» Directions for this task
Retype everything in the listing, leaving each line exactly as it is.

» Listing
________________________________________
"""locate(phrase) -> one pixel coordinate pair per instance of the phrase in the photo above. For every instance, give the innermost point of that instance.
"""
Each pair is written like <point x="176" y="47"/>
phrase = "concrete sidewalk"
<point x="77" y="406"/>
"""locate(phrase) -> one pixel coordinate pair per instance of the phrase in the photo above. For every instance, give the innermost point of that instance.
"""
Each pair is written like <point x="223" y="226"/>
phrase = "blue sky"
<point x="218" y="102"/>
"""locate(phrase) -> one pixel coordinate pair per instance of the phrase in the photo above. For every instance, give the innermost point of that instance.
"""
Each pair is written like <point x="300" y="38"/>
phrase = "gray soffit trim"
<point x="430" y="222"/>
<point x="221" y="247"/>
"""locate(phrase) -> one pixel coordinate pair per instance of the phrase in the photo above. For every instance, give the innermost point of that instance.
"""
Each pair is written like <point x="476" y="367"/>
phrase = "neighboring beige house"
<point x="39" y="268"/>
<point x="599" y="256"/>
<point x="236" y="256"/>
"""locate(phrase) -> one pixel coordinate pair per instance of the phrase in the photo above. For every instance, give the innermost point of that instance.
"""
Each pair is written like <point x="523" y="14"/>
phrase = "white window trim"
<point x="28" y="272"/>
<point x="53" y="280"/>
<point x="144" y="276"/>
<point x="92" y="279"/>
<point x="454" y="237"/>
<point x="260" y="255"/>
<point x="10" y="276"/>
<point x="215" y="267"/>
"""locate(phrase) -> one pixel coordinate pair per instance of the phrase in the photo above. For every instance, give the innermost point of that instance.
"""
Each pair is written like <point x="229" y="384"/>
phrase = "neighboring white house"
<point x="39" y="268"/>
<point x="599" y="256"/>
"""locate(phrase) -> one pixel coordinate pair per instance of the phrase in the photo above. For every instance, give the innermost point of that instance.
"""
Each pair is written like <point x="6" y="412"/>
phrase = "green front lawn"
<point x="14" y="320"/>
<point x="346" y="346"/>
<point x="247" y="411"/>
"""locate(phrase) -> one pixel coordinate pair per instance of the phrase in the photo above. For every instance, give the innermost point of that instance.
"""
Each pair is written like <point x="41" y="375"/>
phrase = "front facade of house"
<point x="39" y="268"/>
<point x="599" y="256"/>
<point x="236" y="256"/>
________________________________________
» Reply to the task
"""locate(phrase) -> one pixel coordinate pair per instance of the phrase in the photo above. For every instance, give the innermost point of that instance.
"""
Each pair is written like <point x="176" y="47"/>
phrase = "concrete sidewalk"
<point x="77" y="406"/>
"""locate(phrase) -> one pixel coordinate pair per instance of the phrase in the photo above. For every instance, give the innermost point of that instance.
"""
Each pair is written like <point x="223" y="226"/>
phrase = "blue sky"
<point x="218" y="102"/>
"""locate(phrase) -> one pixel coordinate pair per instance of the phrase in the photo above. For every instance, give the innermost point of that instance.
"""
Each pair is written like <point x="300" y="38"/>
phrase = "gray soffit trim"
<point x="430" y="222"/>
<point x="221" y="247"/>
"""locate(phrase) -> one pixel coordinate pair per instance of the phrase in the photo above. For every instance, give the innermost point of that instance.
"""
Each pair is written like <point x="476" y="367"/>
phrase = "neighboring beige house"
<point x="39" y="268"/>
<point x="599" y="256"/>
<point x="236" y="256"/>
"""locate(phrase) -> one pixel coordinate pair per instance of the phrase in the photo above. For every instance, give the innermost point of that instance.
"""
Each pair is written like <point x="523" y="14"/>
phrase = "white window trim"
<point x="28" y="272"/>
<point x="53" y="280"/>
<point x="144" y="276"/>
<point x="92" y="279"/>
<point x="454" y="237"/>
<point x="260" y="255"/>
<point x="10" y="276"/>
<point x="215" y="267"/>
"""locate(phrase) -> one pixel coordinate pair per instance of the phrase in the photo above. For every instance, give the innermost point of that instance.
"""
Each pair is written like <point x="229" y="384"/>
phrase = "neighboring white house"
<point x="39" y="268"/>
<point x="599" y="256"/>
"""locate(phrase) -> one pixel coordinate pair per instance of the phrase in the photo above. For every instance, give the innermost point of that instance.
"""
Each pair is written like <point x="6" y="412"/>
phrase = "green front lawn"
<point x="14" y="320"/>
<point x="346" y="346"/>
<point x="247" y="411"/>
"""locate(phrase) -> one pixel coordinate pair per instance of the phrase in the photo above. For every instance, give the innermost point of that instance.
"""
Each pair is written like <point x="41" y="375"/>
phrase = "front facade of house"
<point x="39" y="268"/>
<point x="599" y="256"/>
<point x="236" y="256"/>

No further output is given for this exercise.